> Stated goal: Output every line below exactly.

(Items listed in a dataset)

====================

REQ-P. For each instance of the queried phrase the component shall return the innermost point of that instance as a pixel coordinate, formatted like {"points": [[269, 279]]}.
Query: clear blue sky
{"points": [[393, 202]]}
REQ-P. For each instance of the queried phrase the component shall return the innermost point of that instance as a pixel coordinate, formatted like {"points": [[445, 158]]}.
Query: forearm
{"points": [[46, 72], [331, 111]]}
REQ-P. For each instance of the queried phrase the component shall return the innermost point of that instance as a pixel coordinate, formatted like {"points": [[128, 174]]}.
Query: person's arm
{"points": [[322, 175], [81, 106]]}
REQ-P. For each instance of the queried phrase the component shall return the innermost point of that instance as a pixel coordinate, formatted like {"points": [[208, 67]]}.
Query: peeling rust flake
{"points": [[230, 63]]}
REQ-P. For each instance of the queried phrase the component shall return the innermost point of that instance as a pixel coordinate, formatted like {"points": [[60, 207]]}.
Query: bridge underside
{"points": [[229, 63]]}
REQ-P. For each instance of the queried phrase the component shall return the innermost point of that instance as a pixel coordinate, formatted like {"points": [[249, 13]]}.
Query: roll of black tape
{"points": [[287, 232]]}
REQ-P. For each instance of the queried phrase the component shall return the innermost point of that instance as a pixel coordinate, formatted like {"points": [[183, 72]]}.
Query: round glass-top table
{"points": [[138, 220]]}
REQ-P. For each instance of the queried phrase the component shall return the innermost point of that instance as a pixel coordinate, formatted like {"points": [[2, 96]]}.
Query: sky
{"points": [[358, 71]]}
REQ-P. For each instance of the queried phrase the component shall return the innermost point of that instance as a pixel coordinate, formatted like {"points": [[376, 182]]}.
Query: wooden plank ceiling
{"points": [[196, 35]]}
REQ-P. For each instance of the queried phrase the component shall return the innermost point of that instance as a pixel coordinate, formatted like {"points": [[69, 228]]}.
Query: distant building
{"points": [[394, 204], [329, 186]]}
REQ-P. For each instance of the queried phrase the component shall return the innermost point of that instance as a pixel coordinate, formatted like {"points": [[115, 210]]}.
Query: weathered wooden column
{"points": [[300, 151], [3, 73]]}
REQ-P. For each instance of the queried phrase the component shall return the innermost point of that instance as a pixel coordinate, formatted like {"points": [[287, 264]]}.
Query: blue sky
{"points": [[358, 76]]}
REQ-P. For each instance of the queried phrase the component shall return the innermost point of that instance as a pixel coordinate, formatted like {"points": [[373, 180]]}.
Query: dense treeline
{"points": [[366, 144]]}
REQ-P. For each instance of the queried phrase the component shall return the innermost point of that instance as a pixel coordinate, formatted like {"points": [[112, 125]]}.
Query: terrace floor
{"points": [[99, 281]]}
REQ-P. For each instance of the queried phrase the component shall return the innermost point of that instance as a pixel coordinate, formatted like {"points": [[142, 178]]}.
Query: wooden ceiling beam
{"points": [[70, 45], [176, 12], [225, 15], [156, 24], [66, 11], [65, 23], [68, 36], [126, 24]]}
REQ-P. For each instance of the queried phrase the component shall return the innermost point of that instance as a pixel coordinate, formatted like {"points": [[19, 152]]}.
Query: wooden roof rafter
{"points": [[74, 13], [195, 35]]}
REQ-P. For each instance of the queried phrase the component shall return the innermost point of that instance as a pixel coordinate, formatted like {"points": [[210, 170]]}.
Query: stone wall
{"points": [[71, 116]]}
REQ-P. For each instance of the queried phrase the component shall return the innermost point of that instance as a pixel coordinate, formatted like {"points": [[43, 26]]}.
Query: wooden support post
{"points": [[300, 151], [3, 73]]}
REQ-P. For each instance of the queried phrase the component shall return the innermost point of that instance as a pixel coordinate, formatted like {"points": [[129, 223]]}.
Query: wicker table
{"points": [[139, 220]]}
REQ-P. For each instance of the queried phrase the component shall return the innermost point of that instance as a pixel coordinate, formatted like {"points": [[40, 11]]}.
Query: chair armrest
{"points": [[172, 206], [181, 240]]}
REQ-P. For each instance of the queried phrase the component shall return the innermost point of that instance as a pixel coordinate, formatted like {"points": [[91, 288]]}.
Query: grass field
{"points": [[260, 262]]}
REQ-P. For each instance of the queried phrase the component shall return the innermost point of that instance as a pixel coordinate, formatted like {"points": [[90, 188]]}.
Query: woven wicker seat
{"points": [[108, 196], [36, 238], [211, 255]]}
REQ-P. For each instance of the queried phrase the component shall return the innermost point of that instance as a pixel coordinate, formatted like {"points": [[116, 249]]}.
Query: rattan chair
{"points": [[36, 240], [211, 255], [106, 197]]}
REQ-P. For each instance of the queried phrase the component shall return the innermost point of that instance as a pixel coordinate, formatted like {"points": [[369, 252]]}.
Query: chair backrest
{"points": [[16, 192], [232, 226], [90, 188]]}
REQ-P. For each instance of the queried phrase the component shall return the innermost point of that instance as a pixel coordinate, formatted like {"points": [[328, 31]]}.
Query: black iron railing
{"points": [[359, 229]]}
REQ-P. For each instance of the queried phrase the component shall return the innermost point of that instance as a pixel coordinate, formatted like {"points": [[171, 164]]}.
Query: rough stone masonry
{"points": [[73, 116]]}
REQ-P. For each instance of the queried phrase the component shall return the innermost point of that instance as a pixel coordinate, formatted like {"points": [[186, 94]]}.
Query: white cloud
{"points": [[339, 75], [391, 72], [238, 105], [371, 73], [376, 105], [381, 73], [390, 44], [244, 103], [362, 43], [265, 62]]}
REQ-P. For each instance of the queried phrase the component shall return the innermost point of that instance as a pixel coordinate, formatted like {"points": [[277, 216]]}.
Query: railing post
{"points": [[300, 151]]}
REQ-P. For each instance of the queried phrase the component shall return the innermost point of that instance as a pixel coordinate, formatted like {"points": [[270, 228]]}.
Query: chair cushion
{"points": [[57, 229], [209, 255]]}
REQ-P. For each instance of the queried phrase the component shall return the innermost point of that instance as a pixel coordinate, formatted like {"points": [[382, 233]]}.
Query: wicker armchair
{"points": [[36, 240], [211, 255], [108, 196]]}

====================

> Written solution:
REQ-P. For each instance of the queried phrase the component shall return the innermost point of that instance as a pixel coordinate, formatted like {"points": [[269, 279]]}.
Query: clear blue sky
{"points": [[393, 202]]}
REQ-P. For each instance of the queried phrase the component shall return the innermost point of that instance as a pixel coordinate, formatted like {"points": [[445, 158]]}.
Query: forearm
{"points": [[46, 72], [331, 111]]}
REQ-P. For each instance of the queried phrase the component shall return the innermost point of that instance as a pixel coordinate, formatted like {"points": [[128, 174]]}.
Query: person's arm
{"points": [[322, 175], [81, 106]]}
REQ-P. For each instance of the queried phrase the component shall return the innermost point of that instance as a pixel coordinate, formatted like {"points": [[208, 67]]}.
Query: peeling rust flake
{"points": [[230, 63]]}
REQ-P. For each instance of the queried phrase the component shall return the innermost point of that instance as a pixel coordinate, formatted like {"points": [[60, 207]]}.
Query: bridge underside
{"points": [[229, 63]]}
REQ-P. For each instance of the queried phrase the component shall return the innermost point of that instance as a pixel coordinate, formatted like {"points": [[249, 13]]}.
Query: roll of black tape
{"points": [[287, 232]]}
REQ-P. For each instance of the queried phrase the component shall return the innermost point of that instance as a pixel coordinate, formatted like {"points": [[183, 72]]}.
Query: round glass-top table
{"points": [[138, 220]]}
REQ-P. For each instance of the queried phrase the component shall return the innermost point of that instance as a pixel coordinate, formatted like {"points": [[2, 96]]}.
Query: sky
{"points": [[358, 71]]}
REQ-P. For each instance of the queried phrase the component shall return the innermost point of that instance as a pixel coordinate, formatted like {"points": [[376, 182]]}.
Query: wooden plank ceiling
{"points": [[196, 35]]}
REQ-P. For each instance of the queried phrase the component shall return the innermost point of that instance as a pixel coordinate, formatted like {"points": [[69, 228]]}.
Query: distant building
{"points": [[394, 204], [329, 186]]}
REQ-P. For each instance of the queried phrase the component shall return the innermost point of that instance as a pixel coordinate, formatted like {"points": [[115, 210]]}.
Query: weathered wooden column
{"points": [[300, 151], [3, 73]]}
REQ-P. For each instance of the queried phrase the component shall return the innermost point of that instance as a pixel coordinate, formatted like {"points": [[287, 264]]}.
Query: blue sky
{"points": [[358, 76]]}
REQ-P. For each instance of the queried phrase the component shall return the innermost point of that instance as a pixel coordinate, formatted like {"points": [[373, 180]]}.
Query: dense treeline
{"points": [[366, 144]]}
REQ-P. For each instance of the queried phrase the component shall return the innermost point of that instance as a pixel coordinate, formatted like {"points": [[112, 125]]}.
Query: terrace floor
{"points": [[99, 281]]}
REQ-P. For each instance of the queried phrase the component shall return the innermost point of that instance as a pixel coordinate, formatted like {"points": [[142, 178]]}.
Query: wooden ceiling beam
{"points": [[70, 45], [176, 12], [225, 15], [156, 24], [66, 11], [65, 23], [68, 36], [126, 24]]}
REQ-P. For each instance of the queried phrase the component shall return the innermost point of that instance as a pixel coordinate, formatted like {"points": [[19, 152]]}.
Query: wooden roof rafter
{"points": [[74, 13], [195, 35]]}
REQ-P. For each instance of the queried phrase the component shall return the innermost point of that instance as a pixel coordinate, formatted like {"points": [[210, 170]]}.
Query: stone wall
{"points": [[71, 116]]}
REQ-P. For each instance of the queried phrase the component shall return the innermost point of that instance as a pixel coordinate, formatted like {"points": [[43, 26]]}.
Query: wooden support post
{"points": [[300, 151], [3, 73]]}
REQ-P. For each instance of the queried phrase the component shall return the innermost point of that instance as a pixel coordinate, formatted like {"points": [[129, 223]]}.
Query: wicker table
{"points": [[139, 220]]}
REQ-P. For each instance of the queried phrase the component shall return the innermost point of that instance as a pixel coordinate, formatted like {"points": [[40, 11]]}.
Query: chair armrest
{"points": [[172, 206], [181, 240]]}
REQ-P. For each instance of the queried phrase the component shall return the innermost point of that instance as a pixel coordinate, formatted like {"points": [[91, 288]]}.
Query: grass field
{"points": [[260, 262]]}
REQ-P. For each instance of the queried phrase the component shall return the innermost point of that instance as a pixel coordinate, formatted like {"points": [[90, 188]]}.
Query: woven wicker seat
{"points": [[108, 196], [36, 238], [211, 255]]}
REQ-P. For each instance of the queried phrase the component shall return the innermost point of that instance as a pixel coordinate, formatted like {"points": [[116, 249]]}.
Query: rattan chair
{"points": [[36, 240], [211, 255], [106, 197]]}
REQ-P. For each instance of the queried phrase the component shall return the innermost point of that instance as a pixel coordinate, formatted like {"points": [[369, 252]]}.
Query: chair backrest
{"points": [[16, 192], [232, 226], [90, 188]]}
REQ-P. For each instance of the queried phrase the component shall return the innermost point of that instance as a pixel coordinate, formatted like {"points": [[328, 31]]}.
Query: black iron railing
{"points": [[359, 229]]}
REQ-P. For each instance of the queried phrase the component shall return the innermost point of that instance as a pixel coordinate, formatted like {"points": [[171, 164]]}.
Query: rough stone masonry
{"points": [[73, 116]]}
REQ-P. For each instance of the queried phrase the component shall return the innermost point of that instance as a pixel coordinate, formatted like {"points": [[186, 94]]}.
Query: white cloud
{"points": [[339, 75], [391, 72], [238, 105], [371, 73], [376, 105], [381, 73], [390, 44], [244, 103], [362, 43], [265, 62]]}
REQ-P. For each instance of the queried phrase the component shall return the innermost point of that instance as a pixel coordinate, formatted like {"points": [[277, 216]]}.
Query: railing post
{"points": [[300, 151]]}
REQ-P. For each instance of the queried phrase the component shall return the innermost point of that instance as a pixel coordinate, formatted like {"points": [[270, 228]]}.
Query: chair cushion
{"points": [[57, 229], [209, 255]]}
REQ-P. For each instance of the queried phrase the component shall return the innermost point of that instance as a pixel coordinate, formatted like {"points": [[382, 233]]}.
Query: wicker armchair
{"points": [[36, 240], [211, 255], [108, 196]]}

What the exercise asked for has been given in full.